START EXTRACTED DATA

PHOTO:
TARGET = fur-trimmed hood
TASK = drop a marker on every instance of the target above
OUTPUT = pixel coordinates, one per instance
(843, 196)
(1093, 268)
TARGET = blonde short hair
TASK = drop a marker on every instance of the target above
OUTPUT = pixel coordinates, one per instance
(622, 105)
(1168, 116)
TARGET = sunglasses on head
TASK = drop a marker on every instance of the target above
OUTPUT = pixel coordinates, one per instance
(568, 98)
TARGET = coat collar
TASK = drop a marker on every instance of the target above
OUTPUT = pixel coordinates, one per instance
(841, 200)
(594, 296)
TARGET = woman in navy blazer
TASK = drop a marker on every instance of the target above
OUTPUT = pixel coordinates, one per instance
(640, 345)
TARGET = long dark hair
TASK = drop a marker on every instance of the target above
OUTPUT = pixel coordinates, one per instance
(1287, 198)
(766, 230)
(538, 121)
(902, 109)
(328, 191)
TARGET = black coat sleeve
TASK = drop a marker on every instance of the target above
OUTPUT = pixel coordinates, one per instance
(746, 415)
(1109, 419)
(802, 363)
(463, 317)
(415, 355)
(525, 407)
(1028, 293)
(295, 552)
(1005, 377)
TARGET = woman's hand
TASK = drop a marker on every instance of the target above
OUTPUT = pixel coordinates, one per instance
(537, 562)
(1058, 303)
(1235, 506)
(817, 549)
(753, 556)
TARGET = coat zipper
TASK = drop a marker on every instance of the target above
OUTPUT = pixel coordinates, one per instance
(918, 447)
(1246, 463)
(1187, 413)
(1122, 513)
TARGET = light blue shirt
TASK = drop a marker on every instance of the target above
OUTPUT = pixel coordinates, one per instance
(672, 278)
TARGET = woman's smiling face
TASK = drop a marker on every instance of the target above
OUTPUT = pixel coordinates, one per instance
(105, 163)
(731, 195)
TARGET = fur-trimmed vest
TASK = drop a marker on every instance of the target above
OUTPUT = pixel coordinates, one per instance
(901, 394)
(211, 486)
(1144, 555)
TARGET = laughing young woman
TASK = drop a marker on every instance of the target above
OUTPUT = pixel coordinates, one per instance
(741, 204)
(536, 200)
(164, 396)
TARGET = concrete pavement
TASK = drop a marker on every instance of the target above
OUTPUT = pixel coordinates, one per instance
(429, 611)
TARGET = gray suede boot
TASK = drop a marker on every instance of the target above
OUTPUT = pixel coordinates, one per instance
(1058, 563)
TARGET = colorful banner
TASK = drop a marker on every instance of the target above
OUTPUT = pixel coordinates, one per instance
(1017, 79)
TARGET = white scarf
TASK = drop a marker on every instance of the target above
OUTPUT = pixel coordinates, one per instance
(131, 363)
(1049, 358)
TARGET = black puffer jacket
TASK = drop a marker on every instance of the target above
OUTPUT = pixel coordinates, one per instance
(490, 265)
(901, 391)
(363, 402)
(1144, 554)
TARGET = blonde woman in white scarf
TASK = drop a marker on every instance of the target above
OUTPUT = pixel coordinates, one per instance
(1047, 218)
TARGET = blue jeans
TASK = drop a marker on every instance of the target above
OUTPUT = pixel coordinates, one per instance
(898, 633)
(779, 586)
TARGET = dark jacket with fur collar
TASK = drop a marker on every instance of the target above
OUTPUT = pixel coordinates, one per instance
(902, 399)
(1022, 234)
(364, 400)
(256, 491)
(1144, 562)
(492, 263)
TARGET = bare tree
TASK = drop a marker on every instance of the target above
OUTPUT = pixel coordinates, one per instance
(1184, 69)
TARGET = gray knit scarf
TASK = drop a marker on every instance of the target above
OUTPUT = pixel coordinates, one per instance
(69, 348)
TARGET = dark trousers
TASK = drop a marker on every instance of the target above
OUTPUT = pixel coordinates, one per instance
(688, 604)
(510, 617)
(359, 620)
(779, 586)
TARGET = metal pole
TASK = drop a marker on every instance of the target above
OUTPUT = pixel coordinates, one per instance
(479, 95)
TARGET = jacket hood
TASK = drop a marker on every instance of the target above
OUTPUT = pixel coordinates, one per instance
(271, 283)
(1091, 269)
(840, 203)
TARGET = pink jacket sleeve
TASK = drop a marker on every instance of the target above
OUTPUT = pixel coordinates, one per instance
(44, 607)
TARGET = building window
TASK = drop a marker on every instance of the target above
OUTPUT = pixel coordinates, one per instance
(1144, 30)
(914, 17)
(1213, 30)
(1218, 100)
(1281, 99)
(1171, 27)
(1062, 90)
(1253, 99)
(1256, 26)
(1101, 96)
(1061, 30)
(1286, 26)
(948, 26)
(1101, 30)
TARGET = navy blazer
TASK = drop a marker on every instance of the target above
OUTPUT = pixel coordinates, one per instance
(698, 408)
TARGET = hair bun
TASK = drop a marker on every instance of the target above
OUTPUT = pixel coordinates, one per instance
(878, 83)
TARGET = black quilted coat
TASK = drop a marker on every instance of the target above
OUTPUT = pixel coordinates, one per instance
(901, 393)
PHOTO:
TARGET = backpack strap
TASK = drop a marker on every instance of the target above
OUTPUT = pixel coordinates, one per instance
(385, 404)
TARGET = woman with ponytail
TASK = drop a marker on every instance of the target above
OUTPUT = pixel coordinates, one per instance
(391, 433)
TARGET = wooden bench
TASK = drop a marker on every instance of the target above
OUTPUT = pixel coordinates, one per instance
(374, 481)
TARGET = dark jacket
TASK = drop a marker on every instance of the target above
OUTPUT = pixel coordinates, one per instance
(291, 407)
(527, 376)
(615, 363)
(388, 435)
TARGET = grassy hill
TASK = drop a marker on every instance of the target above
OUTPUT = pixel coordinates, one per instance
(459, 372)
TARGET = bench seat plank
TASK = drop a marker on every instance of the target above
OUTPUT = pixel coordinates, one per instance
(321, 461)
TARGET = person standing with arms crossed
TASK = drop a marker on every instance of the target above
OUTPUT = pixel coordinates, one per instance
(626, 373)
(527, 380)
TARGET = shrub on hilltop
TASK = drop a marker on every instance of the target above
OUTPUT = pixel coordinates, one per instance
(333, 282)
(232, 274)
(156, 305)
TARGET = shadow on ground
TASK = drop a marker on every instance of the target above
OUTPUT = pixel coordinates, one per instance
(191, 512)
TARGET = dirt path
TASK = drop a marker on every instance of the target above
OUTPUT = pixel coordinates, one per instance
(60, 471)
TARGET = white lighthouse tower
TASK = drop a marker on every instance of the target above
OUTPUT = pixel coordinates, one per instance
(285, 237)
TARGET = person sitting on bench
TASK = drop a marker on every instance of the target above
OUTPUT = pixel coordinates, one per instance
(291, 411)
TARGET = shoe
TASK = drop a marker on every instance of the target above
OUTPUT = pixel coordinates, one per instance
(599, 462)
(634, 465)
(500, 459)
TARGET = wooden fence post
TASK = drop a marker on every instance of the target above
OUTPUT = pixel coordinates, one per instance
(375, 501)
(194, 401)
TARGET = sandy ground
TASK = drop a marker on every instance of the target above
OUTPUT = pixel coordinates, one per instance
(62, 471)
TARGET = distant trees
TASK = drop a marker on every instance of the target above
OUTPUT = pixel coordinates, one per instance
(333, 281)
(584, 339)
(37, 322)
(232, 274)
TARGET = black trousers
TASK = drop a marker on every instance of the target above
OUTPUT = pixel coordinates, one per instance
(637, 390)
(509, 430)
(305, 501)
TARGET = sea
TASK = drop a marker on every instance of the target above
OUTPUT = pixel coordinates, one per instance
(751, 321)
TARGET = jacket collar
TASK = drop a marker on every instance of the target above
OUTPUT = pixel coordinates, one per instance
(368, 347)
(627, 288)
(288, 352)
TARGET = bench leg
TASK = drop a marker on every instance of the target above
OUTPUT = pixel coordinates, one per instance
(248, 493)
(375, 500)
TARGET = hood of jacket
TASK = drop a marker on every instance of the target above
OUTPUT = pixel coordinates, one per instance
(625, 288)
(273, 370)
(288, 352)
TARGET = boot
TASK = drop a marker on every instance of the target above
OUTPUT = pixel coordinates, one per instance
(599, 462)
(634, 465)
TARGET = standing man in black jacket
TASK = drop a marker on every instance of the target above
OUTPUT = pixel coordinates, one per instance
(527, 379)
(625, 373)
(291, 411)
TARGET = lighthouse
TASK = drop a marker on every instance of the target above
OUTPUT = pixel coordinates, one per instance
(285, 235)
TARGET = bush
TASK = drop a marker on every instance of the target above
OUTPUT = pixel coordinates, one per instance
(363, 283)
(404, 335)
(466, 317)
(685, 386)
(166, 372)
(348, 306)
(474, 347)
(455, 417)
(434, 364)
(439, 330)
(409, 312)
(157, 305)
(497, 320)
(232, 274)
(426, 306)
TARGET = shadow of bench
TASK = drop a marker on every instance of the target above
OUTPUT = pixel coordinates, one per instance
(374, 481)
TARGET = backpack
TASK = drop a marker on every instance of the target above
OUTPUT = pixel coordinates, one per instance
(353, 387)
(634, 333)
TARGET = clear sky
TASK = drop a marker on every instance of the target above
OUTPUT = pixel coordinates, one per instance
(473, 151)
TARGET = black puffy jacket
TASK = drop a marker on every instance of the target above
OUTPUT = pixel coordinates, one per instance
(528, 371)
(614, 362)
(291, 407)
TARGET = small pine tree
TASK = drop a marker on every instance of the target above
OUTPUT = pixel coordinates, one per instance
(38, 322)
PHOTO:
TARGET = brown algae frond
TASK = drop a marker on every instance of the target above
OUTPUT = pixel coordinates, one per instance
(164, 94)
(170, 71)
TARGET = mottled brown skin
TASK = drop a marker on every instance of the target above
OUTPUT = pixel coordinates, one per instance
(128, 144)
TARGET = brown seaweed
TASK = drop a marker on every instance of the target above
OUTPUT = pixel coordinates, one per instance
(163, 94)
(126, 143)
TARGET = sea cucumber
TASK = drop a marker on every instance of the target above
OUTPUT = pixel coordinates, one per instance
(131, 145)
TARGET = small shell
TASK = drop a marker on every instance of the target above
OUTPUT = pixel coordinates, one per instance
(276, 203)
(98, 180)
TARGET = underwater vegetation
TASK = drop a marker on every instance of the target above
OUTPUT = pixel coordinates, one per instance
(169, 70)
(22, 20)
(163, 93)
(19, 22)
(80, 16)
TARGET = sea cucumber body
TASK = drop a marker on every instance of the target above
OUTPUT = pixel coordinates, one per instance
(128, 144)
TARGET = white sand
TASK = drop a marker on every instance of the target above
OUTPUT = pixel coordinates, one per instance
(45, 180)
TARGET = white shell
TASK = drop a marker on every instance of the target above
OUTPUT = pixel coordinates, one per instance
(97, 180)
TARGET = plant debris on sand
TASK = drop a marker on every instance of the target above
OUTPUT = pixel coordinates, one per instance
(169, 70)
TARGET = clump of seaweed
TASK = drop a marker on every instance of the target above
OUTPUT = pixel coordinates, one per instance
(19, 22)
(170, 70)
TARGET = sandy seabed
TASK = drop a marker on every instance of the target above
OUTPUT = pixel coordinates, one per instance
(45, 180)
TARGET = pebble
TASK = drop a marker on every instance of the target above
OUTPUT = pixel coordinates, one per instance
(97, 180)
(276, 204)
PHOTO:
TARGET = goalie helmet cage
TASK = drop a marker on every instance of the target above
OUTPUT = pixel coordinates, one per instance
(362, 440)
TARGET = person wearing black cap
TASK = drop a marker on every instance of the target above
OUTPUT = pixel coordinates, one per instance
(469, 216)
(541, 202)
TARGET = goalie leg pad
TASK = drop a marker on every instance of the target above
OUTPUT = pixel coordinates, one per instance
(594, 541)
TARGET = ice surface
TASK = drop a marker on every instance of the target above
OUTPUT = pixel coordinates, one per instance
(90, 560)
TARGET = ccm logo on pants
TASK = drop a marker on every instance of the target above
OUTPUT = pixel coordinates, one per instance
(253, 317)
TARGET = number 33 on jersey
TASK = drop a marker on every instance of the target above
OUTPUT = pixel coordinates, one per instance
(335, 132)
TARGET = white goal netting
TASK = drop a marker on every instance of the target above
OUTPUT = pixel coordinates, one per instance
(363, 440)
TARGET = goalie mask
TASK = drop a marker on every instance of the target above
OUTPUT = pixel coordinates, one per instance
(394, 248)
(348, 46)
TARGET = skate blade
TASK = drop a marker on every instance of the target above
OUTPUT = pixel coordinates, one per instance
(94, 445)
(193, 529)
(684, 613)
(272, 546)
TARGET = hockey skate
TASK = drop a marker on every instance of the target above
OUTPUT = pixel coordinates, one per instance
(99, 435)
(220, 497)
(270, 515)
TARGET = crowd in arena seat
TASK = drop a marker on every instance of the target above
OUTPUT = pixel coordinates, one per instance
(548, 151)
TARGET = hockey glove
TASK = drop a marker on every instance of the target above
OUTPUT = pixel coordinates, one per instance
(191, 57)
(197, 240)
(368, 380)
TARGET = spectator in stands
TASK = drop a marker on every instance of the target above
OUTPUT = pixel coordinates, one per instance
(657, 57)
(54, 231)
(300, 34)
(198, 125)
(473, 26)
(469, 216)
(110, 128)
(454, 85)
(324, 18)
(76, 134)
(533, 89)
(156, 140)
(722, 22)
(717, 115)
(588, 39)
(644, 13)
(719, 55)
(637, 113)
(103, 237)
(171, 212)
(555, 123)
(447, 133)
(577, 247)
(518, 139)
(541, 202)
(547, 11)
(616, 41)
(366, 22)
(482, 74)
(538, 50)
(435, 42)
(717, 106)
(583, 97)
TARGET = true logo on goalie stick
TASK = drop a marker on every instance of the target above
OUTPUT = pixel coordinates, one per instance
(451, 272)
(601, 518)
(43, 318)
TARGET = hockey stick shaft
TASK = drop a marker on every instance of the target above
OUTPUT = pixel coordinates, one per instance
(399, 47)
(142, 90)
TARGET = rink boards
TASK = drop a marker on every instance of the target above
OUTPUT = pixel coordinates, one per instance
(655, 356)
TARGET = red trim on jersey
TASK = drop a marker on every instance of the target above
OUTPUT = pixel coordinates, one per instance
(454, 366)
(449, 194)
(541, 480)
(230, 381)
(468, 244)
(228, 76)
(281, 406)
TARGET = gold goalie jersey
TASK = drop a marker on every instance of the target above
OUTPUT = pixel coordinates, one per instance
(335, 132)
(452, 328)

END EXTRACTED DATA

Among the lines above, find those holding "collar" and copy each one.

RESULT OF THIS TASK:
TARGET = coat collar
TARGET = dark jacket with fur collar
TARGET = jacket collar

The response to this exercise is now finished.